◆ **Record excerpts**:
>> start
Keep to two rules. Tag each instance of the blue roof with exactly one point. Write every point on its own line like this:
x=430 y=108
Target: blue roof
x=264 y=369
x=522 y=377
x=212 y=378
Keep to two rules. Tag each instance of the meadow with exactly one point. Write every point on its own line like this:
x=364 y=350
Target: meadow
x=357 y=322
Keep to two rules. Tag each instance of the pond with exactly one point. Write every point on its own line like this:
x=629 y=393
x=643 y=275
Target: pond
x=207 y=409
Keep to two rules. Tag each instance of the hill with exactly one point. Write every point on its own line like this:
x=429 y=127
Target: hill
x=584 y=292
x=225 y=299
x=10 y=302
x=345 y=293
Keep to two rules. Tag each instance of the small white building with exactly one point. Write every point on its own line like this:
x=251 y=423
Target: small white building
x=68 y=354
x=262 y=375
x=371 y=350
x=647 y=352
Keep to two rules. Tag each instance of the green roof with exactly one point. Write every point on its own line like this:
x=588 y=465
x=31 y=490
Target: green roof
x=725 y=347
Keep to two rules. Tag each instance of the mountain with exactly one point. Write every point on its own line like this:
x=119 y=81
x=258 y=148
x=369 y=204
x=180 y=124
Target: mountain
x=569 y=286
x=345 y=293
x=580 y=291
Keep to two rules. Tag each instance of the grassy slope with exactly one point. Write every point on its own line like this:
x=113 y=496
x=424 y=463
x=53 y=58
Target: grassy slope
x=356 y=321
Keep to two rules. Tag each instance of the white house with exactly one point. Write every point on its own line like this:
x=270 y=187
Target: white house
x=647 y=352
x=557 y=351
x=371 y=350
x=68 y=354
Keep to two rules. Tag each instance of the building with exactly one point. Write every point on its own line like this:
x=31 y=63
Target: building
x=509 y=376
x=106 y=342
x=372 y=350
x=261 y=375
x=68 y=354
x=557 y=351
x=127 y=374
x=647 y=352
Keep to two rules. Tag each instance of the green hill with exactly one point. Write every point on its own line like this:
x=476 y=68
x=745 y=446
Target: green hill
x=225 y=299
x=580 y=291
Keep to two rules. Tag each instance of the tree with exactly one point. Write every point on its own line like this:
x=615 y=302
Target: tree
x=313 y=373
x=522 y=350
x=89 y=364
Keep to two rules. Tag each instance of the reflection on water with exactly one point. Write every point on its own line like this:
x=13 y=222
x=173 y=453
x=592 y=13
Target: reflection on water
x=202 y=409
>> end
◆ **What is being asked**: Write out every line from the records above, word for word.

◆ **Task response**:
Keep to two rules. Tag each instance of the blue roof with exactly one point. Write every point on its own line like this:
x=430 y=108
Target: blue roof
x=264 y=369
x=522 y=377
x=212 y=378
Keep to two rules. Tag each instance of the meadow with exactly one point. Write every point on its own line like this:
x=364 y=350
Target: meadow
x=357 y=322
Keep to two rules. Tag each instance of the pond with exactly one point. Write every point on its own line like this:
x=629 y=393
x=643 y=275
Target: pond
x=207 y=409
Keep to two rules. Tag each instance of the hill with exactly one point. Write every point on its own line like this:
x=429 y=127
Target: hill
x=584 y=292
x=225 y=299
x=10 y=302
x=345 y=293
Keep to two rules. Tag each instance of the small white building with exactly one point. Write every point on its own line like this:
x=251 y=423
Target: small white building
x=68 y=354
x=262 y=375
x=371 y=350
x=647 y=352
Keep to two rules. Tag each instance of the green roof with exactly one point. Write every point on its own line like this:
x=588 y=465
x=31 y=490
Target: green roof
x=725 y=347
Keep to two rules. Tag each instance of the mountain with exactly one point. Write every point on its own line like this:
x=119 y=81
x=258 y=148
x=369 y=204
x=180 y=124
Target: mountain
x=569 y=286
x=345 y=293
x=580 y=291
Keep to two rules. Tag each instance of the grassy slope with exactly one point. Write every point on its own line like this:
x=113 y=496
x=424 y=463
x=53 y=58
Target: grassy slope
x=356 y=321
Keep to two rules. Tag each instance of the white house with exactly one point. Write every point on its own line like this:
x=270 y=187
Target: white house
x=647 y=352
x=557 y=351
x=371 y=350
x=68 y=354
Keep to two rules. Tag each instance of the building with exactly one point. Write every point on its own line like this:
x=31 y=63
Target: building
x=509 y=376
x=106 y=342
x=372 y=350
x=261 y=375
x=68 y=354
x=557 y=351
x=127 y=374
x=647 y=352
Keep to two rules. Tag each instance of the green hill with exactly one point. Write every point on its own line like this:
x=476 y=68
x=745 y=446
Target: green hill
x=225 y=299
x=580 y=291
Keep to two rules. Tag each instance of the tree with exactly one point. Write every point on its own line like this:
x=615 y=302
Target: tree
x=313 y=373
x=522 y=350
x=89 y=364
Keep to two rules. Tag each instance of the reflection on water with exactly one point. Write every point on its own line like this:
x=13 y=222
x=173 y=453
x=592 y=13
Target: reflection on water
x=202 y=409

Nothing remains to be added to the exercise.